Among the entries below, find the lines that hold the word "background" and report them.

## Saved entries
□ □ □

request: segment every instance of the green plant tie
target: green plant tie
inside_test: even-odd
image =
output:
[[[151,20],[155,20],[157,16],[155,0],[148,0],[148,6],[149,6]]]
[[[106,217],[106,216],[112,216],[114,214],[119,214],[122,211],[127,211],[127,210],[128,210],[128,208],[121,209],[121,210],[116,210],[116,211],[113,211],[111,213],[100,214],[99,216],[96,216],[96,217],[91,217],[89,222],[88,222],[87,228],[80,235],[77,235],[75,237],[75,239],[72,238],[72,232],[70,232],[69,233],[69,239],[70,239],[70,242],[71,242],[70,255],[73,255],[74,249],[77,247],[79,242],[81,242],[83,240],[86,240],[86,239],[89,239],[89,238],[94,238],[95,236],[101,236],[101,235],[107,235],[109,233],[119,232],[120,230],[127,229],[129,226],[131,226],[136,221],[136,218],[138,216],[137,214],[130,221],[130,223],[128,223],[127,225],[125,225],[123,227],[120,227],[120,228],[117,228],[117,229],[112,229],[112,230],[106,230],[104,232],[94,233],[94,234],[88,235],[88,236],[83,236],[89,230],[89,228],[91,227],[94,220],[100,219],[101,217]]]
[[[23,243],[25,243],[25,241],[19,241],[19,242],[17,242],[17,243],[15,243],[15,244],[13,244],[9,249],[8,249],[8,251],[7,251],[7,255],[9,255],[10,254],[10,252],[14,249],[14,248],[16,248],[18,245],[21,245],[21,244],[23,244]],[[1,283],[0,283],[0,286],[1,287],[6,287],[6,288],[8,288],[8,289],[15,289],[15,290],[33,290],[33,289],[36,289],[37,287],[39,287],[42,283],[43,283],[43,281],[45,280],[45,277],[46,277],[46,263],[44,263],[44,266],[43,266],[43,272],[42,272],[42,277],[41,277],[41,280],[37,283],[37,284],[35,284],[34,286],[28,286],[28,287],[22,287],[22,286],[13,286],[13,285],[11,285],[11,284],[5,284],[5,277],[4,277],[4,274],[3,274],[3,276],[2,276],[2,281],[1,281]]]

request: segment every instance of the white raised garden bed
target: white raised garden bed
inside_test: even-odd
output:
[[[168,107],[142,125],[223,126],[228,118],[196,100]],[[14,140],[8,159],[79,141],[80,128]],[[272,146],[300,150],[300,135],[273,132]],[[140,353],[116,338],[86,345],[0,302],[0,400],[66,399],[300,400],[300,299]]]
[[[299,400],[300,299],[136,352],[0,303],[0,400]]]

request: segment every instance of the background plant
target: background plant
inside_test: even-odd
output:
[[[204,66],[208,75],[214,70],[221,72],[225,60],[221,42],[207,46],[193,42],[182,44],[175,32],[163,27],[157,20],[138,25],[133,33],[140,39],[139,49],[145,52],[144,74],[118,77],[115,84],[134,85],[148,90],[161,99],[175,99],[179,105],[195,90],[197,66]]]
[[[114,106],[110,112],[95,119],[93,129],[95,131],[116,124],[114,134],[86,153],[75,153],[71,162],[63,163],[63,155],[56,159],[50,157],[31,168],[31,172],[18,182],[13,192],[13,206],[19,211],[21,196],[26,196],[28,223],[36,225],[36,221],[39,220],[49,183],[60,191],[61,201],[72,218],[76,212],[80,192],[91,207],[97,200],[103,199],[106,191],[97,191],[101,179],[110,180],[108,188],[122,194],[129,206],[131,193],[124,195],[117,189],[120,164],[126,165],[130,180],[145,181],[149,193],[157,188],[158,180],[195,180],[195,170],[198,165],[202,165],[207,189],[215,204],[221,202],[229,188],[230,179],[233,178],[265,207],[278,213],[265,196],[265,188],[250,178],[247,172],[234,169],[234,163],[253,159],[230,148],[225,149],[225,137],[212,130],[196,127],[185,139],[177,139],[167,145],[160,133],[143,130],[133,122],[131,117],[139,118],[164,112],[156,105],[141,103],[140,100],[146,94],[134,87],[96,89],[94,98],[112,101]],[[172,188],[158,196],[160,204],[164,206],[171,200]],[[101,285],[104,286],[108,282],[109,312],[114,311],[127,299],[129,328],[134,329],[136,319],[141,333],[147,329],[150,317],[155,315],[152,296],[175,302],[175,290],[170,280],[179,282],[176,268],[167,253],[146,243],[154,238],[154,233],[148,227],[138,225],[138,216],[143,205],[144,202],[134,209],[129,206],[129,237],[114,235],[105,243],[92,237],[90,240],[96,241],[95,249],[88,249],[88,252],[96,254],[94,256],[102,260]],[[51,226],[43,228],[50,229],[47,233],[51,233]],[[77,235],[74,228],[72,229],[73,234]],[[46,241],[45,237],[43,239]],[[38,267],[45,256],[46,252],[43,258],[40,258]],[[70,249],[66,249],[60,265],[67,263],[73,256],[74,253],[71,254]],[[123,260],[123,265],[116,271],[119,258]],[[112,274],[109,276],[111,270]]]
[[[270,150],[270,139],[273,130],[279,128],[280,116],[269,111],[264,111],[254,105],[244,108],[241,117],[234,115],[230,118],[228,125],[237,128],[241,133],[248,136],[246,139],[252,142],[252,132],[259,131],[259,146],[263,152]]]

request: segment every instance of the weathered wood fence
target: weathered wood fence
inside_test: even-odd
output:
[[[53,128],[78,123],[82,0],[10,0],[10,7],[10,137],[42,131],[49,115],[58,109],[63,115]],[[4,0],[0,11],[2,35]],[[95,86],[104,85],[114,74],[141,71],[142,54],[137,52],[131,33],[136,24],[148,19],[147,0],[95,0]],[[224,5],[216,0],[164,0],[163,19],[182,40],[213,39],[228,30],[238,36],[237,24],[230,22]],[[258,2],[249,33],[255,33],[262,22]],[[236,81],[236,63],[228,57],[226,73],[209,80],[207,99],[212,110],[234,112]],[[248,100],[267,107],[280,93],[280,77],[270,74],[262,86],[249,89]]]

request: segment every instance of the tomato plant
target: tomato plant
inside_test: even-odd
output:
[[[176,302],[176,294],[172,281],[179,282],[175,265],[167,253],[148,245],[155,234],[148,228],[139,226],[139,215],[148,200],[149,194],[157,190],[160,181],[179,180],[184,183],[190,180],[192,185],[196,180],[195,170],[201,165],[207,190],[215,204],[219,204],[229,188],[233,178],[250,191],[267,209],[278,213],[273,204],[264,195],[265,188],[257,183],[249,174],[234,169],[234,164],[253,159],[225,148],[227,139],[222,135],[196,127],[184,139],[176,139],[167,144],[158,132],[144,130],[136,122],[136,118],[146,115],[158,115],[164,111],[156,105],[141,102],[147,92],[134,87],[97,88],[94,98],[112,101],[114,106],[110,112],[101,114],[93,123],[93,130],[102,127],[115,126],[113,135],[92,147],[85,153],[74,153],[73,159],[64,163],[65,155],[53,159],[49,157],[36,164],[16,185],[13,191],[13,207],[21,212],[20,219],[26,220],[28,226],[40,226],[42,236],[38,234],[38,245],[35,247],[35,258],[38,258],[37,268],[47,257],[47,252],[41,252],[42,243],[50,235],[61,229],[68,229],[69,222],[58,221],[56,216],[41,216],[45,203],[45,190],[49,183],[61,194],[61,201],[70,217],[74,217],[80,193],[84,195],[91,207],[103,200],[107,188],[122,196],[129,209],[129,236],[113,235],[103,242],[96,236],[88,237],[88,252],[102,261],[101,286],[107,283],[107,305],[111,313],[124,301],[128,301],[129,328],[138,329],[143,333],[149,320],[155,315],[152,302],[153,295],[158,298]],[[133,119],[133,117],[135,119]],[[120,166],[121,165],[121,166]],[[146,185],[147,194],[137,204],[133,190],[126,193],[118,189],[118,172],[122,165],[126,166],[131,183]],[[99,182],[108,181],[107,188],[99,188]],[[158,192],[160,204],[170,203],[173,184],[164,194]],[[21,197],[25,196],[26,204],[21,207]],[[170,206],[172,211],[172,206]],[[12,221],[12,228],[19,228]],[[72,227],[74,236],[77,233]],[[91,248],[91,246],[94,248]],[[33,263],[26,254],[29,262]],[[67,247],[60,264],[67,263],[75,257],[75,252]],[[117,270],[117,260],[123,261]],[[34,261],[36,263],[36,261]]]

□ □ □

## Written solution
request: segment every instance of the background plant
target: background plant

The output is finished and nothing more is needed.